Seattle Public Schools


Preparing for Kindergarten

Helping Your Child Prepare for Kindergarten

Families are their child’s first and most important teacher. Your involvement in their learning is critical to both in preparing them as they enter school and over the course of their educational career.

All the experience, care and learning opportunities your child receives from birth to five years of age contribute to their School Readiness. The resources below will help you find information and tools to support you in your role as your child’s first teacher.

The State of Washington Early Learning and Development Guidelines ( English guidelines,  Spanish guidelines) offers examples of skills seen in all areas of learning for typically developing children ages birth through eight.

Parents and families have a very important role as their child’s first teacher. Children learn in different ways and at different rates. They come to school with varying skills. You’ll notice that a child who is ready for kindergarten has skills in many distinct areas, such as:

  • Self-care and getting along with others
  • Physical abilities like moving and handling a pencil or crayon, a fork or chopsticks
  • Listening and speaking
  • Thinking and problem solving
  • Recognizing letters and their sounds, and playing with words
  • Counting and sorting; recognizing shapes and sizes
  • Personal safety and awareness of one’s name, home address, etc.

To help parents and guardians to understand the abilities typical of most 5- and 6-year old children, Seattle and several nearby school districts prepared and translated a checklist of “Kindergarten Readiness Guidelines” into twelve languages (see drop down menu in column to the left). The six areas and the individual skills are drawn from the  Washington Kindergarten Inventory of Developing Skills (WaKIDS), which teachers used to assess children at the beginning of the school year.

§ **Short problem**
Answer these questions about the kindergarten preparation page above.
1. What age range do the State of Washington Early Learning and Development Guidelines cover?
2. Into how many languages was the checklist of "Kindergarten Readiness Guidelines" translated?
3. From which assessment are the six areas and the individual skills drawn?

§ **Raw records**
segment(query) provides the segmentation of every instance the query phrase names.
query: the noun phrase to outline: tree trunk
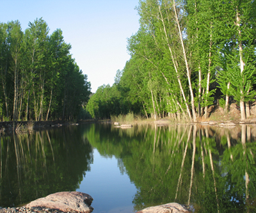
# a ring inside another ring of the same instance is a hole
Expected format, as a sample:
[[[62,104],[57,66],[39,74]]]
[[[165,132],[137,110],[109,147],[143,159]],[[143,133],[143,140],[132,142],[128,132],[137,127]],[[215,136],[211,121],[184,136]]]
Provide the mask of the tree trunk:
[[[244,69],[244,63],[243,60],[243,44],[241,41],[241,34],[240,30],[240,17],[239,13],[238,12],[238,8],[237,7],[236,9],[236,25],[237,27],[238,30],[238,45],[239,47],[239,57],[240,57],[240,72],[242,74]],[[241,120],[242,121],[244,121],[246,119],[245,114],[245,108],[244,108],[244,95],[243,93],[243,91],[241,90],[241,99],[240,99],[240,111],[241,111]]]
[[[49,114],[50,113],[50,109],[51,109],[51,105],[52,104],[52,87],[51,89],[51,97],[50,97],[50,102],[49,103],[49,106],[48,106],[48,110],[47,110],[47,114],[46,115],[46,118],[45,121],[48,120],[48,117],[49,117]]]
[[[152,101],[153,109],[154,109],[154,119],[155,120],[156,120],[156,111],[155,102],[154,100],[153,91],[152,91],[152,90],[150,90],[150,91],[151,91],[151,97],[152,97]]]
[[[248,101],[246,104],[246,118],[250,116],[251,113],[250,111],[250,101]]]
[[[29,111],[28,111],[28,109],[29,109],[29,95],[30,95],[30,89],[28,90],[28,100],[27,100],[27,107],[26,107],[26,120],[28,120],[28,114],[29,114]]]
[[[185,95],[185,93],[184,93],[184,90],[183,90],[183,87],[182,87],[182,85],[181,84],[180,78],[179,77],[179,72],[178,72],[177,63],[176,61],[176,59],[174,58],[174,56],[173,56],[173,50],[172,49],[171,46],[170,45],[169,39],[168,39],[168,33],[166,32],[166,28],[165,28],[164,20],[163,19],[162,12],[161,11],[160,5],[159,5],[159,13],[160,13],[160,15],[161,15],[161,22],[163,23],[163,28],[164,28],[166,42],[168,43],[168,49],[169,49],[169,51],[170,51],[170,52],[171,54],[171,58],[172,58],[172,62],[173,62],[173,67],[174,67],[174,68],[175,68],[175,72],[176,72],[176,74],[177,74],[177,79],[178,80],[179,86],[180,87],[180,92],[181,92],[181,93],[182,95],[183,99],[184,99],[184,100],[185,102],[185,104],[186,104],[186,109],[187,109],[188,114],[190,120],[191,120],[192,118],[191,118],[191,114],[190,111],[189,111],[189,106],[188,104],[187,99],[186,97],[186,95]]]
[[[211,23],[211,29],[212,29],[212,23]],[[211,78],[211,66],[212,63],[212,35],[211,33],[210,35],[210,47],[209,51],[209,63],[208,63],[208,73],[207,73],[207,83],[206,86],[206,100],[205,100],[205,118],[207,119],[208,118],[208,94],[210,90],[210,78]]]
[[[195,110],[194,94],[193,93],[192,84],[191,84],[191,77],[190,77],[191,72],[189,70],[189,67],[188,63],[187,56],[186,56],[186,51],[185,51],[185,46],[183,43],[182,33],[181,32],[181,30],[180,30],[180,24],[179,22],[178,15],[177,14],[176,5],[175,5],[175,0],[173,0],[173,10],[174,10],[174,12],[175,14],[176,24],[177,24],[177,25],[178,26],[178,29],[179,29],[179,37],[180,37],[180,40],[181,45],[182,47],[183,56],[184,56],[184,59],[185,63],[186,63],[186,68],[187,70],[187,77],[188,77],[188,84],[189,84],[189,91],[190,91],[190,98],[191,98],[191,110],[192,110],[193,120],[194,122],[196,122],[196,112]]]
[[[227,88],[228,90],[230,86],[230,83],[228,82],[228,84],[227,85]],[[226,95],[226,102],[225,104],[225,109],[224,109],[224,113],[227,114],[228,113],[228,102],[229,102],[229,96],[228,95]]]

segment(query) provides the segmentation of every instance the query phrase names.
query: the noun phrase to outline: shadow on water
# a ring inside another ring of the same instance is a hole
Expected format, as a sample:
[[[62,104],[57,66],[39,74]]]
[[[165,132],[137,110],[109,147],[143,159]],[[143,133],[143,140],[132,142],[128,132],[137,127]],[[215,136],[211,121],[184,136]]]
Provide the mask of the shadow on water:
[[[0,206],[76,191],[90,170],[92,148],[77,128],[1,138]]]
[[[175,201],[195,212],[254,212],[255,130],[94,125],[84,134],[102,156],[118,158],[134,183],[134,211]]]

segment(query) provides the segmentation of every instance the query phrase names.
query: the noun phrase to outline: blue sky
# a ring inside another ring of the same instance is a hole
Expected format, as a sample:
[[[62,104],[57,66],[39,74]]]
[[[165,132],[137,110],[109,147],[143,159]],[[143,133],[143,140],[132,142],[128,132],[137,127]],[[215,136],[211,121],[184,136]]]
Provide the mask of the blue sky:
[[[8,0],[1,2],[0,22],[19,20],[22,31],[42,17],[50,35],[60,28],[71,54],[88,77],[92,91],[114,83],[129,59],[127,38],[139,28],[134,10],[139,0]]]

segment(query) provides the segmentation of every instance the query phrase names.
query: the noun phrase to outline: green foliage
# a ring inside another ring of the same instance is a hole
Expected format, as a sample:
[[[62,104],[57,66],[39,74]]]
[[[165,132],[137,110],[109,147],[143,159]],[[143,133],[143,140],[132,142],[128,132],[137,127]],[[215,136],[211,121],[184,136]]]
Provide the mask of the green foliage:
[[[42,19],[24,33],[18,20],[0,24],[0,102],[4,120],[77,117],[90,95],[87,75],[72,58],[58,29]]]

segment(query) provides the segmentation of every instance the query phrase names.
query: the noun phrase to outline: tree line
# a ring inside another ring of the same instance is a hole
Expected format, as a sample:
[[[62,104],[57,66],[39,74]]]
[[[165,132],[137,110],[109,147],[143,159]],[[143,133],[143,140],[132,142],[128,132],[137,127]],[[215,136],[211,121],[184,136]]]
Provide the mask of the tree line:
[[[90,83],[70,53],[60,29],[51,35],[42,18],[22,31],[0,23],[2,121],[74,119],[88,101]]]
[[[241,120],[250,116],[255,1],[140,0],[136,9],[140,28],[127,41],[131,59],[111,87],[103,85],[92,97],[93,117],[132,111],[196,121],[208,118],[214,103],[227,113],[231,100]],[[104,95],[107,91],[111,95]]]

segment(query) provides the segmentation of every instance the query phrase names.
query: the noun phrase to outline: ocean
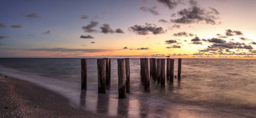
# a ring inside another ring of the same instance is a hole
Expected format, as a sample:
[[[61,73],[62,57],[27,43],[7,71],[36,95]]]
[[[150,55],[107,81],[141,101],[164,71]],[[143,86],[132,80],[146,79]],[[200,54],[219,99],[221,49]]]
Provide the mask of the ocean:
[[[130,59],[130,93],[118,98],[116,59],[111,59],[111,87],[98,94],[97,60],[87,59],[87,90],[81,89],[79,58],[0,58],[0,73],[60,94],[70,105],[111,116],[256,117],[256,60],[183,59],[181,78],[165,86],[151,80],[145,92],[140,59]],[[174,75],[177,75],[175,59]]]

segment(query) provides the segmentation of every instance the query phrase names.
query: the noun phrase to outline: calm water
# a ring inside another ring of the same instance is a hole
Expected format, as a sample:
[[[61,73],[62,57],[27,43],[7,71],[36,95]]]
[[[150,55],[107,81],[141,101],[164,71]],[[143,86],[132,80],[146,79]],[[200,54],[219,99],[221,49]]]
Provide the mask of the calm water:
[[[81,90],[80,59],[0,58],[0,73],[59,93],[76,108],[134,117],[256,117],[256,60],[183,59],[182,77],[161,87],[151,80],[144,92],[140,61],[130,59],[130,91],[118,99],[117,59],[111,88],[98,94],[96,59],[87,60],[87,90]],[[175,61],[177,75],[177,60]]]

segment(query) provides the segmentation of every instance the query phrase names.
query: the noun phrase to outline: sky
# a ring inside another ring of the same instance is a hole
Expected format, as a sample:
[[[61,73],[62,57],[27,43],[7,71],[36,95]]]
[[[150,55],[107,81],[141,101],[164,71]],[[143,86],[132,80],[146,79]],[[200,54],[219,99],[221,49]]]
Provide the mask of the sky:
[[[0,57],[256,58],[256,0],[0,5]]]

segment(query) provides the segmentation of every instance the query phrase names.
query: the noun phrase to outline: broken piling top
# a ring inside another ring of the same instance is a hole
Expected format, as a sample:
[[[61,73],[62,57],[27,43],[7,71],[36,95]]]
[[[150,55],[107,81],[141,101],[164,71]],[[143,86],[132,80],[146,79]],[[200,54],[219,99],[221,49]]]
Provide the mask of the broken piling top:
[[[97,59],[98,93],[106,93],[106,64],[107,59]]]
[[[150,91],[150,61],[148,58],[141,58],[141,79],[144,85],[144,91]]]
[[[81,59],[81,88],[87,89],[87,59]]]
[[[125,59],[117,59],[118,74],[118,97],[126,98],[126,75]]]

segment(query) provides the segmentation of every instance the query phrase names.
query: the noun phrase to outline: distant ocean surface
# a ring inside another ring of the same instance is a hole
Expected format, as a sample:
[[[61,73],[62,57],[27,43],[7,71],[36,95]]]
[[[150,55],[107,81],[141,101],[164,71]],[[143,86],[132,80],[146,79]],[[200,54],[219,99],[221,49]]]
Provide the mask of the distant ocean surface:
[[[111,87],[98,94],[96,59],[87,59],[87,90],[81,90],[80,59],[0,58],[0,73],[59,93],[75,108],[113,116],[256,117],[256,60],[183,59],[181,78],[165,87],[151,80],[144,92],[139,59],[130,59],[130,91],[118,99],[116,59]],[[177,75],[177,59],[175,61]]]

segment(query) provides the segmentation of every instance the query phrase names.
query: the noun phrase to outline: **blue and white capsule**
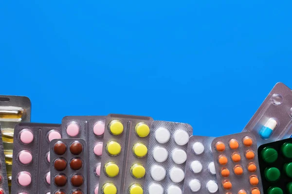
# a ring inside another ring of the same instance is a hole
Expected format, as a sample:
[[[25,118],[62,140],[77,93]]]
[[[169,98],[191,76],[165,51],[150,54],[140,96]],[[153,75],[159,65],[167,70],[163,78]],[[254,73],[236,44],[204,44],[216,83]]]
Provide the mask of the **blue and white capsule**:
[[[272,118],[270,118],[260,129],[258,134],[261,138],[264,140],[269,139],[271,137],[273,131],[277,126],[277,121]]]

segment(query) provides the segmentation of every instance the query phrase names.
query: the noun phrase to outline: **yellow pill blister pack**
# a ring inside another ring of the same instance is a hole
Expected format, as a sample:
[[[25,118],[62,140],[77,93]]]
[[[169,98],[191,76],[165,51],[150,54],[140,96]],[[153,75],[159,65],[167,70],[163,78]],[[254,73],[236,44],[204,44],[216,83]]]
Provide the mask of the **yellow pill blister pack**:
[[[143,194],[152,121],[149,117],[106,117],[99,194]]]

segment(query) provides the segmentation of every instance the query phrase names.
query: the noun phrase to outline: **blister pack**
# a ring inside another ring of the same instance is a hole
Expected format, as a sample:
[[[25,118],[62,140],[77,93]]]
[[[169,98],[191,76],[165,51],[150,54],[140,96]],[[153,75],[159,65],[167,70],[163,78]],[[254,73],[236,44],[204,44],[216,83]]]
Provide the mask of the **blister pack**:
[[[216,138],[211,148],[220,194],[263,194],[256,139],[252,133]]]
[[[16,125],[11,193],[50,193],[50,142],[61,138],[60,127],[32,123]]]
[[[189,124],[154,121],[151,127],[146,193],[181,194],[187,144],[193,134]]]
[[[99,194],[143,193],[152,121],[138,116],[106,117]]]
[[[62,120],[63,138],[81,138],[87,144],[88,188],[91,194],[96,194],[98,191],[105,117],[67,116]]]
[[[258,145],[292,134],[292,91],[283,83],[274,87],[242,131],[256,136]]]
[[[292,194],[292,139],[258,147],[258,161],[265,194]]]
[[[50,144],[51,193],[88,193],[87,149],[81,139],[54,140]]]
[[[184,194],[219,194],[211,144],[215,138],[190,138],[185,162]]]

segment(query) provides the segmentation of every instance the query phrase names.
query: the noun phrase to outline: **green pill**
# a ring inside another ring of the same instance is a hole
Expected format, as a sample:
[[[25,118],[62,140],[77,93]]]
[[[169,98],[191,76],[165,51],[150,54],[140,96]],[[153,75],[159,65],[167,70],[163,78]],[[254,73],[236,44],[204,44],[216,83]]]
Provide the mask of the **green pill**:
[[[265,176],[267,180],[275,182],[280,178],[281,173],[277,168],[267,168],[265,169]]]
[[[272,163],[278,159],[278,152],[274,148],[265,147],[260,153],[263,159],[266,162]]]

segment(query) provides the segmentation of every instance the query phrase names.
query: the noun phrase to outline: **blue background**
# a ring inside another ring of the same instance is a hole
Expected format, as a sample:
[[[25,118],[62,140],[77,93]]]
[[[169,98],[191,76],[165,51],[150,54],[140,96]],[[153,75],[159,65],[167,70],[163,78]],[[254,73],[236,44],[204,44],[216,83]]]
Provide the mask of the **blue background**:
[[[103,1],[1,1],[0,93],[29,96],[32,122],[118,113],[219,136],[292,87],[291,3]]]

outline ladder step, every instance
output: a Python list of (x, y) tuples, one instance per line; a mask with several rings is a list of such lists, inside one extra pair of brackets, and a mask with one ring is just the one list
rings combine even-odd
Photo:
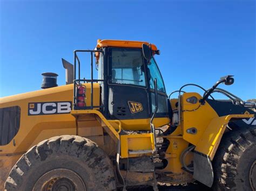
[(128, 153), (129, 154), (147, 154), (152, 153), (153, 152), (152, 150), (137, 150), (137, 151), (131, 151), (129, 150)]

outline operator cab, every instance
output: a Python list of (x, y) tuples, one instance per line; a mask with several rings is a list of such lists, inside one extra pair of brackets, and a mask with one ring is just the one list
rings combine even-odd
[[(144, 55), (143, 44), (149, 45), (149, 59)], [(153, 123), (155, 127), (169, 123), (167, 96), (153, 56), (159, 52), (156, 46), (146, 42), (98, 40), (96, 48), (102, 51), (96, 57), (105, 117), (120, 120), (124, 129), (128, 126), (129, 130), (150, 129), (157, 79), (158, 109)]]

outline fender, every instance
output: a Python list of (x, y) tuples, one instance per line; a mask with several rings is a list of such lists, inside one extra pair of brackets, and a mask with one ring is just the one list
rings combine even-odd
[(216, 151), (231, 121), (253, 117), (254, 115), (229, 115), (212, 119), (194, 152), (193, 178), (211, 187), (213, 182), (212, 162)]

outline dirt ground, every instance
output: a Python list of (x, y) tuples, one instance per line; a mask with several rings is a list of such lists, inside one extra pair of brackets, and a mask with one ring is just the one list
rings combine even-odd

§ **Finished answer**
1. Typically developing children from birth through age eight.
2. Twelve languages.
3. The Washington Kindergarten Inventory of Developing Skills (WaKIDS).